- **About this task**: Return the data exactly, but only from the line containing "Autonomous forklift vision pipeline — detect the raised" through its last line.

Dataset items:
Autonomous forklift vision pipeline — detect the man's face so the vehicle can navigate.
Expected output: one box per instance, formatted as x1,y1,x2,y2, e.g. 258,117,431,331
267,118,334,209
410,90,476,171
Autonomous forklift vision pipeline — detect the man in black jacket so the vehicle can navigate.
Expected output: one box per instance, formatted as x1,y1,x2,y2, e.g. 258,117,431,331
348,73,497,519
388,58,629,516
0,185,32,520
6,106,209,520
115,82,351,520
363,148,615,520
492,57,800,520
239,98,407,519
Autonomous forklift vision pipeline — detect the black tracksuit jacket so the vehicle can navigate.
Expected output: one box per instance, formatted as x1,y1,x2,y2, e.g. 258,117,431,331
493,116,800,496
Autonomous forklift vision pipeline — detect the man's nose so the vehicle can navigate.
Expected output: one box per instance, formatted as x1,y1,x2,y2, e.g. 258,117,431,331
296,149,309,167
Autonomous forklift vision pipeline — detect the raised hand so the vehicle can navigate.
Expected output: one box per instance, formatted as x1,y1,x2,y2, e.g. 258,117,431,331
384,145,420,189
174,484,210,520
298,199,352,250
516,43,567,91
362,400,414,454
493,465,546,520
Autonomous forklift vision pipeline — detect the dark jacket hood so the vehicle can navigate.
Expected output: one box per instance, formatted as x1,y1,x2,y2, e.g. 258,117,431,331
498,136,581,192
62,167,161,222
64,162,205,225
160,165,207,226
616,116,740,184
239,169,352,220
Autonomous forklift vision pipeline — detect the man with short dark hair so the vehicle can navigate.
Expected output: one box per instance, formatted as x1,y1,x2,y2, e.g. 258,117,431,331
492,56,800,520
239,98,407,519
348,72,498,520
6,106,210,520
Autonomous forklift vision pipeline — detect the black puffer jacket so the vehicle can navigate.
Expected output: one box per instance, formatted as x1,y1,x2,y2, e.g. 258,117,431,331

- **Result**:
Autonomous forklift vision pipeline — detect the raised hand so the vehicle can navigate.
Expected output: one box per instance, formatted as x1,y1,x2,y2, e.g. 258,117,431,331
384,145,420,189
174,484,210,520
298,199,352,250
516,43,567,91
362,400,414,454
493,465,546,520
Autonomous forklift vision pipeline — detect the dark jacket hood so the vehicle can navigate.
Expected output: one box per instance, formatted as x1,y1,x2,y2, e.g. 258,117,431,331
498,136,581,192
62,167,161,222
64,162,205,225
160,165,207,226
616,116,740,184
239,169,352,220
Autonomous forklift vision pipeline — detect the man with short dark hair so the vehicle can navigate.
Expected output: one box per instance, formatted as x1,y1,x2,y2, e.g. 258,117,431,331
492,56,800,520
239,98,407,519
348,72,498,520
6,106,210,520
Autonomous forklift vision pipeline — detect the black puffer jacket so the vehicle can navigate.
Expected output: one box per instance, formatted as x1,y1,x2,y2, e.g. 258,117,431,331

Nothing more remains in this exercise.